Присутствие и бессмертие. Избранные работы — страница 59 из 61

В речи, произнесенной мною во Франкфурте-на-Майне после присуждения мне Премии Мира[223], я сказал, что роль философа существенным образом напоминает мне роль часового, стоящего на ночной вахте. И это как раз та роль или функция, которую я старался выполнять за прошедшие полвека несмотря на перерывы и даже, скажем так, затмения. Разумеется, это трудная роль, состоящая прежде всего в том, чтобы неутомимо бороться со сном, который, на уровне ума, может выражаться в разнообразных формах. Это сон привычки, предрассудка, догматизма, сон, который, к примеру, рискует нас сделать невосприимчивыми к несправедливости там, где она не затрагивает нас самих и тех, с кем мы себя более-менее полно и прямым образом отождествляем.

Пытаясь воссоздать мой духовный путь, я констатирую, что он характеризуется все более и более ясным, все более и более острым осознанием социальной несправедливости в ее многообразных формах. Шокирующее известие об аде нацистских концентрационных лагерей (и о большевистских тоже) обозначило не то чтобы поворот в моей жизни, но то, что скорее следовало бы назвать точкой кристаллизации; часовой, каким я стремился быть, не может довольствоваться описанием или анализом подобных явлений, как если бы они были ограничены рамками определенного времени и пространства. Он должен осознать себя обязанным признать в них ужасающую реализацию скрытых в человеке возможностей, которые каждый из нас должен выявить в их малейших проявлениях в своей собственной глубине. Ад Освенцима или Биркенау – это ад унижения. Начиная с момента, когда одно человеческое существо унижает другое, открывается путь, ведущий к подобному аду, и расизм, подъем которого мы с тревогой отмечаем, например, в такой стране, как Англия, представляет собой повсюду одно и то же отвратительное явление.

Но воле к унижению человека следует противопоставить не абстрактный эгалитаризм, как это видели русские, и прежде всего Достоевский. Подобный эгалитаризм основан на мстительных чувствах и способен повсюду порождать насилие. Ему нужно противопоставить конкретный опыт братства, который в противовес тому, к чему приводят абстрактные стереотипы, развертывается в совершенно ином измерении. Равенство эгоцентрично: я претендую на то, что являюсь равным другому. Братство же гетероцентрично: я приветствую тебя как моего брата, и если ты – мой брат, то я не только признаю тебя как отличного от меня, но я могу и радоваться твоему превосходству, по крайней мере, в том, что касается нас двоих, тебя и меня: эгалитарный зуд больше не властен надо мной.

* **Задание**
Напишите продолжение текста о роли философа как ночного часового, начав сразу после его последнего предложения. Приведённые далее данные никак не связаны с этим текстом.

* **Предоставленные данные**
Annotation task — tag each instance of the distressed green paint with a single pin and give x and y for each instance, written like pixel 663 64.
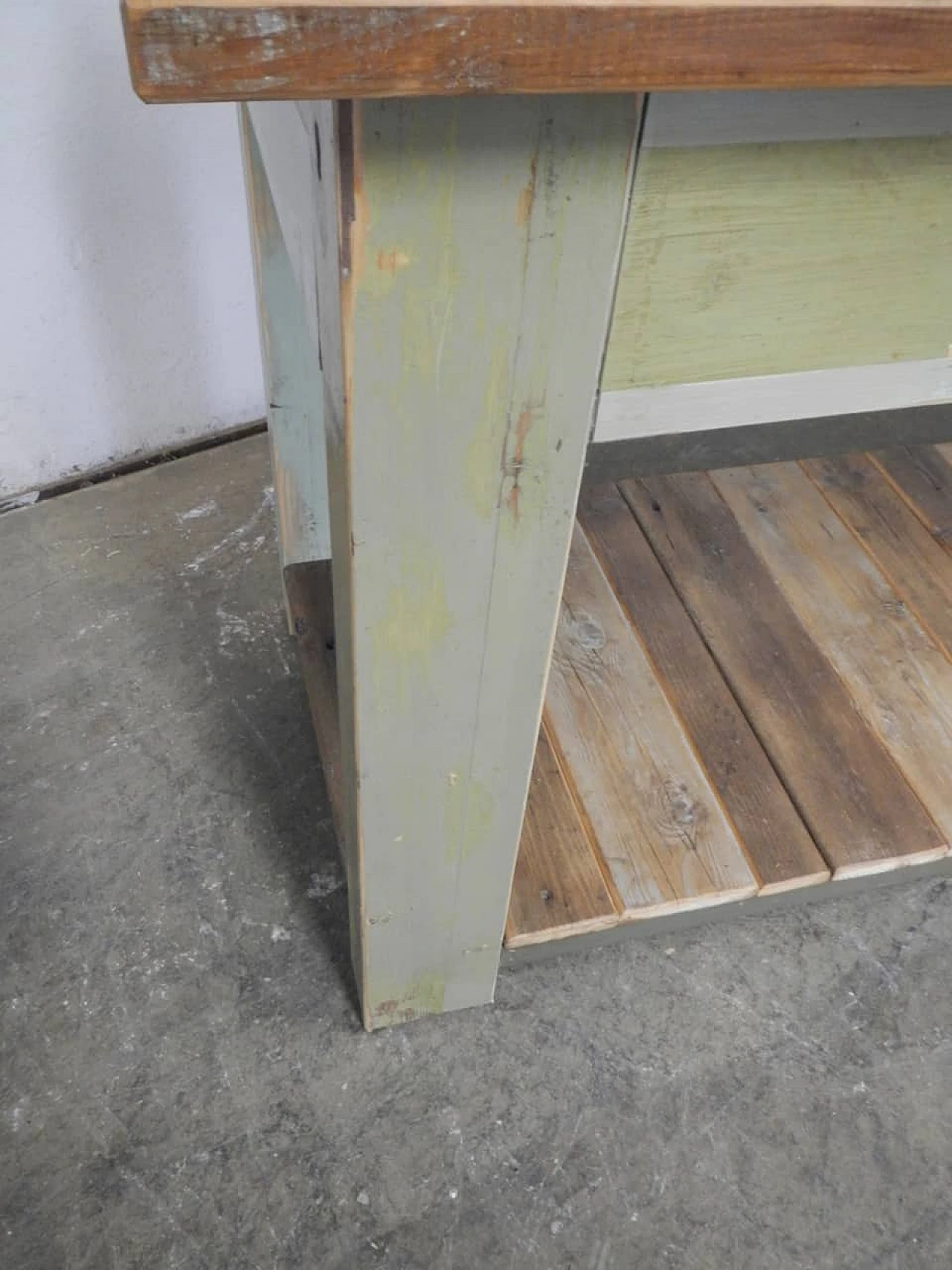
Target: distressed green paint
pixel 457 405
pixel 415 620
pixel 763 260
pixel 467 815
pixel 393 1002
pixel 484 454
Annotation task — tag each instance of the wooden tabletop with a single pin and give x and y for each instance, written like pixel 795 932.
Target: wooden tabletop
pixel 228 50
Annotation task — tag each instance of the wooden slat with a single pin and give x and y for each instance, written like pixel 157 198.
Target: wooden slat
pixel 916 565
pixel 923 478
pixel 659 826
pixel 779 846
pixel 899 680
pixel 292 375
pixel 559 888
pixel 451 235
pixel 852 797
pixel 222 50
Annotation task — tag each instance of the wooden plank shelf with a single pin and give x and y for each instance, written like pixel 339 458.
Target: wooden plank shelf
pixel 750 693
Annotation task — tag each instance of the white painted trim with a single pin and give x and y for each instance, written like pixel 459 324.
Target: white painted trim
pixel 771 399
pixel 684 120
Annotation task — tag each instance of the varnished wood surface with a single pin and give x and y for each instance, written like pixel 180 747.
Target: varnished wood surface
pixel 559 887
pixel 852 797
pixel 752 690
pixel 923 478
pixel 659 826
pixel 909 557
pixel 900 681
pixel 228 50
pixel 781 853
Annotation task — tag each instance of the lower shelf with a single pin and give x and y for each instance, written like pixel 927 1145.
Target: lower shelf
pixel 750 693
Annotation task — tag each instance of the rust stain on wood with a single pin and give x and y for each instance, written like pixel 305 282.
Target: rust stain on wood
pixel 513 466
pixel 229 51
pixel 527 196
pixel 390 262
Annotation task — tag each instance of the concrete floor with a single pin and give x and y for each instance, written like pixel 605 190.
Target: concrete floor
pixel 183 1079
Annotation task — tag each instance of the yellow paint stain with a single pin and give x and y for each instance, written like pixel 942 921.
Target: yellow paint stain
pixel 414 623
pixel 467 817
pixel 527 197
pixel 391 1002
pixel 389 262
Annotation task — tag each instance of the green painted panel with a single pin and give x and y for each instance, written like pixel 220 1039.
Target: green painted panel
pixel 761 260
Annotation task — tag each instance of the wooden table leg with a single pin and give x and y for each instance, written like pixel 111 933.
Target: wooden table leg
pixel 456 264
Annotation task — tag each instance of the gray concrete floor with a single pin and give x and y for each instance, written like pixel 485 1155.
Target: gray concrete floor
pixel 183 1077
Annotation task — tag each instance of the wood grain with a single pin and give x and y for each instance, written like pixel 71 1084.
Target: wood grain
pixel 659 826
pixel 224 50
pixel 779 850
pixel 857 806
pixel 917 567
pixel 900 681
pixel 558 888
pixel 294 377
pixel 448 238
pixel 747 260
pixel 923 478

* **Ответ на задание**
Я, разумеется, осознаю трудности, возникающие тогда, когда делают особенно сильное ударение на братстве. Братство совершенно ускользает от удобств квантификации, которую несет с собой идея равенства, что, впрочем, я считаю его достоинством.

На мой взгляд, непростительную ошибку совершают многие идеологи и даже, странная вещь, некоторые религиозные мыслители прогрессистской ориентации, не видящие того, что, если братство относится к бытию, к самим существам (les êtres), то равенство – лучше было бы сказать, одинаковость или идентичность – касается лишь прав. Именно эта решающая ошибка служит источником эгалитарных иллюзий.

С другой стороны, мне ясно, что братство, рассматриваемое в своей сущности и последней истине, не может быть чем-то другим, чем братством, исток которого восходит к Богу, и что оно сильно искажается повсюду, где Богом пренебрегают, тем более, отрицают. В этом случае оно рискует быть сведенным к со-принадлежанию и, в пределе, к функциональной взаимозависимости, которой, к несчастью, недостает мистического и безупречного качества, связанного со всяким подлинно человеческим отношением.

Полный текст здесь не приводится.